AIM >>
Please reproduce all the lines below word for word, leaving out the pictures.

MATERIAL FOR THE TASK >>
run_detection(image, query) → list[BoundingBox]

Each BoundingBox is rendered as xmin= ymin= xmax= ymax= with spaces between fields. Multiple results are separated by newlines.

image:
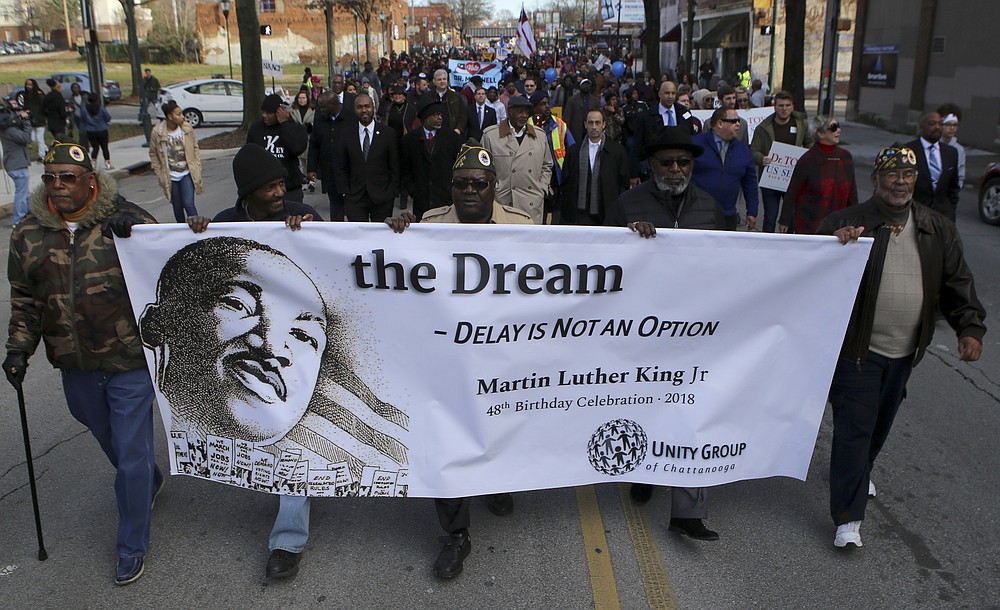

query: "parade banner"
xmin=691 ymin=106 xmax=774 ymax=142
xmin=448 ymin=59 xmax=503 ymax=89
xmin=116 ymin=222 xmax=871 ymax=497
xmin=760 ymin=141 xmax=809 ymax=193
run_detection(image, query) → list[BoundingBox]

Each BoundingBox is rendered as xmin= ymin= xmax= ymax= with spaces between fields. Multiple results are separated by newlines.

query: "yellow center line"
xmin=576 ymin=485 xmax=622 ymax=610
xmin=620 ymin=483 xmax=677 ymax=610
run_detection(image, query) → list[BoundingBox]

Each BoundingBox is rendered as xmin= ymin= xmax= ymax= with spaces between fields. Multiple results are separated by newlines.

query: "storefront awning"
xmin=694 ymin=13 xmax=750 ymax=49
xmin=660 ymin=23 xmax=681 ymax=42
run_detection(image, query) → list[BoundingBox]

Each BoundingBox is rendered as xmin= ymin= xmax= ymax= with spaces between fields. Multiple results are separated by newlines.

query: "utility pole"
xmin=817 ymin=0 xmax=840 ymax=115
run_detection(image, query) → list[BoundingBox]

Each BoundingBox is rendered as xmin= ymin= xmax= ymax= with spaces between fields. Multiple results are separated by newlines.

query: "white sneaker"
xmin=833 ymin=521 xmax=864 ymax=549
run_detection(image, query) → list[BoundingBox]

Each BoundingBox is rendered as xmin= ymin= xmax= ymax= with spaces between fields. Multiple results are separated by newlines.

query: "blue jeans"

SOLVED PROBLEM >>
run_detection(image, query) → list[BoundingBox]

Each BoundingBox is rendered as xmin= ymin= xmax= ymax= with spaces between fields. Multiple results are separated by newlines.

image:

query: "parade banner"
xmin=691 ymin=106 xmax=774 ymax=142
xmin=448 ymin=59 xmax=503 ymax=89
xmin=116 ymin=222 xmax=871 ymax=497
xmin=760 ymin=141 xmax=809 ymax=193
run_detection(image, query) → list[BoundingBox]

Each BoundingBox is rendered as xmin= ymin= xmax= ymax= with spaces between fields. Multiple results are separated by newlines.

query: "yellow center line"
xmin=576 ymin=485 xmax=622 ymax=610
xmin=620 ymin=483 xmax=677 ymax=610
run_detection(image, query) → list[BoundingBox]

Each BoundingBox is rendered as xmin= ymin= xmax= ymax= with spaces between fields. Multiple results are separated by newlines.

query: "storefront awning"
xmin=694 ymin=13 xmax=750 ymax=49
xmin=660 ymin=23 xmax=681 ymax=42
run_detection(image, query) → list[BoundingBox]

Each BoundingBox is rendered as xmin= ymin= xmax= ymax= with spaces between fields. Multiple results are separated by newlines.

query: "utility pole"
xmin=817 ymin=0 xmax=840 ymax=115
run_detection(image, query) → list[BoundingBox]

Each BoundingBox is rendered as xmin= ymin= xmax= ymax= with spaces between fields. Multiple results are separated by newlines.

query: "white sneaker"
xmin=833 ymin=521 xmax=864 ymax=549
run_detection(image, query) → list[BoundingBox]

Each BoundingBox is rendered as xmin= ymin= xmax= ymax= with spaces between fields. Multiple results are separated by newlines.

query: "blue jeans"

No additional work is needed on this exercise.